| Задание A |
Перепишите дословно строки перечня начиная со строки, в которой есть «For every instance of the sandy», и до конца перечня включительно.

| Предоставленный отрывок |
┌──
Ну как нет? Вывод опрометчивый!
Беру карту Канады и вижу озеро ЧЕРЧИЛЛЬ и
реку ЧЕРЧИЛЛЬ, уж это-то имя всем нам памятно. Был такой человек, очень
шумно проживший жизнь.
Смотрю на Мировой океан — замечаю остров
МАВРИКИЙ, так он назван в память одного из герцогов Оранских, Морица, а
точнее, его «небесного патрона» — святого Мориса, Маврикия.
Еще чаще это бывает с поселениями. Город
МЕЛЬБУРН — фамилия высокородного лорда. Город СИДНЕЙ — фамилия другого
лорда, премьер-министра Англии в конце XVIII века…
Погодите, а у нас? Вот: город ВЛАДИМИР…
Оно и так, и не так. Во дни основания
города, в начале XII века, он (по древним документам) получил имя
ВОЛОДИМЕРЬ… В чем разница?
Она существенна. Владимир —
существительное, Володимерь — отыменное прилагательное с суффиксом
принадлежности на конце. Значило оно «Владимиров» (город). Это понятно:
основан Владимир Владимиром Мономахом.
Русский язык обладает очень сложной
морфологией. Наше личное имя по самому составу своему, по своей форме
чаще всего резко отличается от наших же фамилий. Иван — явное имя,
Иванов, Иваненко, Ивановский — фамилии. У других народов может быть и не так.
Был Георг Вашингтон, первый президент США. Вашингтон — тут фамилия. Был
Вашингтон Ирвинг — знаменитый английский писатель. Здесь Вашингтон —
имя. Есть город ВАШИНГТОН, столица США. Увидев на листе бумаги
написанное отдельно слово «Вашингтон», англичанин затруднится сказать
вам, что оно собою представляет. А вы, прочтя три слова: кузнец,
Кузнецов, Кузнецовка, сразу пальцем покажете — где слово, где фамилия,
где название деревни, и чаще всего не ошибетесь. Вы узнаете это по
типичным суффиксам имен. По их форме.
Поэтому нам труднее, чем, скажем,
англичанам, беззаботно превращать, ни в чем их не изменяя, личные имена в
географические и наоборот. И все же, особенно в теперешние времена, мы
так иной раз поступаем.
└──
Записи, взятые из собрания
┌──
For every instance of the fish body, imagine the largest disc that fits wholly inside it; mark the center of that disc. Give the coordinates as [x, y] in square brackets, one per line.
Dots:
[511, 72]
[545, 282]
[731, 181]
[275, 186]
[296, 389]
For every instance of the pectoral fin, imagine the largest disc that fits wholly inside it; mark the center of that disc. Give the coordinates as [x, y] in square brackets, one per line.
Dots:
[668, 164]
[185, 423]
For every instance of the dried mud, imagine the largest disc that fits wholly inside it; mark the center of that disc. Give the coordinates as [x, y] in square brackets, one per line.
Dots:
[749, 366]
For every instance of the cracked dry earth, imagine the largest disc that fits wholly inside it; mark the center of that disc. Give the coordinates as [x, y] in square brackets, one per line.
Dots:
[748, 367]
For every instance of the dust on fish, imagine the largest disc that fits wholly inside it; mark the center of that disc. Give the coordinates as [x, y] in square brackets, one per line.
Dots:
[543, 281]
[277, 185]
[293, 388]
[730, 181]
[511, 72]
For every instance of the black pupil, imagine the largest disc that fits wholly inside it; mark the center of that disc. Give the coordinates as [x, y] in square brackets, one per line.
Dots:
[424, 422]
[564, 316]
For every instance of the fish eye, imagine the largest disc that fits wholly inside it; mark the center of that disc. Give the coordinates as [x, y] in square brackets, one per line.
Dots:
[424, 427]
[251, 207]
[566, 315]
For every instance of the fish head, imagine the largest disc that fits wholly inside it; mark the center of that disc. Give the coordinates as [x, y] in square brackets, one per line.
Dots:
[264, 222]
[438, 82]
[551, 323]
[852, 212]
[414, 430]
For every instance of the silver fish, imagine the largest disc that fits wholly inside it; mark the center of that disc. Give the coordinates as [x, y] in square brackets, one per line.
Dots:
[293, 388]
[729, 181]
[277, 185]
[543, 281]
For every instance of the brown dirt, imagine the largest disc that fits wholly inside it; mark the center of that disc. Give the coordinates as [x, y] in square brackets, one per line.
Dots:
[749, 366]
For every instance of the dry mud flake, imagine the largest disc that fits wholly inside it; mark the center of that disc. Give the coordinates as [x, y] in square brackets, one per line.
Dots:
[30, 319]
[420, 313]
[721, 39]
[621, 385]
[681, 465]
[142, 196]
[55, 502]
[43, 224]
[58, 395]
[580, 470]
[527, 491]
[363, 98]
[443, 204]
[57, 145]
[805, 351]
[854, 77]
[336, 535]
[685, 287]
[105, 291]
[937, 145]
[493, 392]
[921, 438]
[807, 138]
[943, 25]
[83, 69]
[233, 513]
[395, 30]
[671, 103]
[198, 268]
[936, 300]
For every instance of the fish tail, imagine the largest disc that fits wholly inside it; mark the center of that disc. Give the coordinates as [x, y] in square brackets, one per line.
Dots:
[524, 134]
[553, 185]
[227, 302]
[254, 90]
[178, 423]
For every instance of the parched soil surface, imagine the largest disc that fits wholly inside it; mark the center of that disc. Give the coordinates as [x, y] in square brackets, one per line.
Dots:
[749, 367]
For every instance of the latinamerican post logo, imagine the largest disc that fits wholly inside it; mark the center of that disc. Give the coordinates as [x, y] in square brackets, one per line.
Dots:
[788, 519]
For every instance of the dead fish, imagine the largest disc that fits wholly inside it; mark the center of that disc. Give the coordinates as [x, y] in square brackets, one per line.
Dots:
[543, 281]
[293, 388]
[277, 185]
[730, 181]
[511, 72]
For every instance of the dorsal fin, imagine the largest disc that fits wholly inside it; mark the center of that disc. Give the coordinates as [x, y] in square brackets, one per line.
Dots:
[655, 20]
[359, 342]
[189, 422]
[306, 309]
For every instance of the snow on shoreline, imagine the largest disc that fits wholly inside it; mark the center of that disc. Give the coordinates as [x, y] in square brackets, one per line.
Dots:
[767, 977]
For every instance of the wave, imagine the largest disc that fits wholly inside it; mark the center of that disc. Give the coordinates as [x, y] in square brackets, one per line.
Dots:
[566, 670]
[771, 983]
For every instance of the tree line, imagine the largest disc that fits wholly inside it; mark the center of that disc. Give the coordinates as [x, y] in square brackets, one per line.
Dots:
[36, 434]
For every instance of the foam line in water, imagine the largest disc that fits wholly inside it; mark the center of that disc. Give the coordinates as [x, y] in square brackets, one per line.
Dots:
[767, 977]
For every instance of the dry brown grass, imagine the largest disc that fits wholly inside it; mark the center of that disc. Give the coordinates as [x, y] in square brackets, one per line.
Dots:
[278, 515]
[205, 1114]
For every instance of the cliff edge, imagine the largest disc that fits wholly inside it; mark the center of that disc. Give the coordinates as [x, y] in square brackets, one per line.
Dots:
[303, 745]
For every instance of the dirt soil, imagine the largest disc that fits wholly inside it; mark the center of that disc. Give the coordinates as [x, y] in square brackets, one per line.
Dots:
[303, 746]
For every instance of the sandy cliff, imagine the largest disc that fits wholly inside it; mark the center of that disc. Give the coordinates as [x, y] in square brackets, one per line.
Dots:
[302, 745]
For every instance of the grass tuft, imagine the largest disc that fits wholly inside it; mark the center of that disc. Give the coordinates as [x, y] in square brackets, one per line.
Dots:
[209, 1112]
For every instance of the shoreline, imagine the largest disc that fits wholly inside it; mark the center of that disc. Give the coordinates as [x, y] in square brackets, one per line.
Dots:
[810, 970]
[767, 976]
└──
| Задание B |
Объясните по отрывку о географических названиях, почему русский читатель сразу различает слова «кузнец», «Кузнецов» и «Кузнецовка», а англичанин затруднится сказать, что представляет собой отдельно написанное слово «Вашингтон». Ответ дайте в одном–трёх предложениях.

| Результат выполнения A |
For every instance of the sandy cliff, imagine the largest disc that fits wholly inside it; mark the center of that disc. Give the coordinates as [x, y] in square brackets, one per line.
Dots:
[302, 745]
For every instance of the grass tuft, imagine the largest disc that fits wholly inside it; mark the center of that disc. Give the coordinates as [x, y] in square brackets, one per line.
Dots:
[209, 1112]
For every instance of the shoreline, imagine the largest disc that fits wholly inside it; mark the center of that disc. Give the coordinates as [x, y] in square brackets, one per line.
Dots:
[810, 970]
[767, 976]

| Результат выполнения B |
У русского языка очень сложная морфология, поэтому имя, фамилия и название деревни обычно различаются по форме, прежде всего по типичным суффиксам, и по ним русский читатель их узнаёт. В английском же слово «Вашингтон» без всяких изменений бывает и фамилией, и именем, и названием города.